(WORK INSTRUCTION):
Output the records that follow, with every character intact.

-------- PROVIDED DATA

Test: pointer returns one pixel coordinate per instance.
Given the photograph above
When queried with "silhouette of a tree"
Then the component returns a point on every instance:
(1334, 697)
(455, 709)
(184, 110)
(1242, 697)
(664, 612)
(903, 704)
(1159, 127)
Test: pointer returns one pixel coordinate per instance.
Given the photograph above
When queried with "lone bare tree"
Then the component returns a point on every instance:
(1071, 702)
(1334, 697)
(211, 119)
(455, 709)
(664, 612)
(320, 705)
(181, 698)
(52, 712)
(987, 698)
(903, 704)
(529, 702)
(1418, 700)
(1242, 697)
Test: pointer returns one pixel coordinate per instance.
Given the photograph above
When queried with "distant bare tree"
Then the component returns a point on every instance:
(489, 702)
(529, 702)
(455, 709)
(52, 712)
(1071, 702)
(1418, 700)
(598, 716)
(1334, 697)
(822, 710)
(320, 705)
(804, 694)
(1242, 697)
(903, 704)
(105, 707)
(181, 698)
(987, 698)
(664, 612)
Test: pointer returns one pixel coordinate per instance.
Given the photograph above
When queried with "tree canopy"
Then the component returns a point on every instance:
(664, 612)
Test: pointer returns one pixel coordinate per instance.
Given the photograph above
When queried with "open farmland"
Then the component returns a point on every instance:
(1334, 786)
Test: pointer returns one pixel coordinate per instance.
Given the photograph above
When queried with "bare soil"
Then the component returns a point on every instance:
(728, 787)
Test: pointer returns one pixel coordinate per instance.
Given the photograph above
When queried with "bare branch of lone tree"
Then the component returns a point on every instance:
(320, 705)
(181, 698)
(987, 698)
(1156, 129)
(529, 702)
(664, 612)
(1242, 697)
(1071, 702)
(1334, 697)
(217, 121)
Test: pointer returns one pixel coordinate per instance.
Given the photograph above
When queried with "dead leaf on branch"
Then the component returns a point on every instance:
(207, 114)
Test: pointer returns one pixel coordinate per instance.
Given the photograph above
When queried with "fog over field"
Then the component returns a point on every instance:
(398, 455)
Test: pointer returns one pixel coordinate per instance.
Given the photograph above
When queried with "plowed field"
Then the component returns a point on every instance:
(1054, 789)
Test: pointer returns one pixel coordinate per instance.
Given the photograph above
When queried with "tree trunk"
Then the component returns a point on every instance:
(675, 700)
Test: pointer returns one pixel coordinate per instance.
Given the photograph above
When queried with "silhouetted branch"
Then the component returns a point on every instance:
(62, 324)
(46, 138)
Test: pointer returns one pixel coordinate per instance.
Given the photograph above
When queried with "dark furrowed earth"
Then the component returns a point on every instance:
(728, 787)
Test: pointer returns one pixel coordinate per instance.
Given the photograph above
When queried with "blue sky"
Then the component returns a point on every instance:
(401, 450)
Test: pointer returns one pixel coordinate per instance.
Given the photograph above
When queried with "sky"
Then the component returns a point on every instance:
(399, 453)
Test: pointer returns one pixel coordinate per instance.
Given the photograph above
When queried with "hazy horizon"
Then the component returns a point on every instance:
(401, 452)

----------------

(EXERCISE SOLUTION):
Test: pointer returns one pixel coordinate per instance.
Given the photograph above
When queried with "silhouette of a tree"
Then the component returns a point on every instance:
(1334, 697)
(455, 709)
(184, 110)
(1242, 697)
(664, 612)
(903, 704)
(1159, 127)
Test: pointer returns one pixel coordinate per instance.
Given the photograph above
When queried with "lone bare tree"
Then the component returns a point on every instance:
(1071, 702)
(1334, 697)
(211, 119)
(455, 709)
(664, 612)
(320, 705)
(181, 698)
(52, 712)
(987, 698)
(903, 704)
(529, 702)
(1418, 700)
(1242, 697)
Test: pointer returns one pixel coordinate per instance.
Given the photograph above
When queried with "distant bare tree"
Then the component returns a point on every instance:
(489, 702)
(529, 702)
(455, 709)
(52, 712)
(1071, 702)
(1418, 700)
(598, 716)
(1334, 697)
(822, 710)
(320, 705)
(804, 694)
(1242, 697)
(903, 704)
(105, 707)
(181, 698)
(987, 698)
(664, 612)
Test: pointer returns one pixel coordinate per instance.
Given the photograph above
When queried with "tree canopy"
Then the component returns a point on every instance:
(664, 612)
Test: pointer returns one pixel coordinate per instance.
Given the photograph above
When queried with "open farmland"
Then the component returns a point on every instance:
(1334, 786)
Test: pointer returns one pixel coordinate per instance.
Given the photograph above
When queried with "bare soil"
Then the component returns a point on every instance:
(728, 787)
Test: pointer returns one pixel coordinate per instance.
Given the photograph above
When queried with "bare branch of lone tree"
Then the component returns a point on every instance:
(320, 705)
(181, 698)
(987, 698)
(1156, 129)
(529, 702)
(664, 612)
(1242, 697)
(1071, 702)
(1334, 697)
(217, 121)
Test: pointer returns one pixel coordinate per instance.
Given the photograph above
When queried with "dead leaf on branch"
Then the component returns a point on every instance:
(207, 114)
Test: pointer returns one pixel coordinate per instance.
Given the photograph above
When queried with "fog over field"
Then the component returns a point on every instance:
(398, 455)
Test: pointer returns one pixel coordinate per instance.
Given the photograph above
When queried with "plowed field"
Then the component returns a point on every instance:
(1054, 789)
Test: pointer returns one pixel coordinate per instance.
Given the photograph above
When queried with "tree trunk"
Then the component returns a point on every instance:
(675, 700)
Test: pointer returns one pixel coordinate per instance.
Given the photograph above
When queried with "silhouetted branch"
Then the component returns a point on every instance:
(62, 324)
(46, 138)
Test: pointer returns one pixel coordinate per instance.
Given the photograph above
When queried with "dark furrowed earth"
Then the component returns a point on every instance:
(728, 787)
Test: pointer returns one pixel coordinate per instance.
Given the photograph above
When queried with "blue sky"
Then the component returns a point on every instance:
(401, 450)
Test: pointer returns one pixel coordinate per instance.
Given the photograph above
When queried with "sky"
Then the component returns a point on every instance:
(399, 453)
Test: pointer returns one pixel coordinate per instance.
Given the photograph above
When queried with "hazy horizon"
Then the component returns a point on every instance:
(401, 452)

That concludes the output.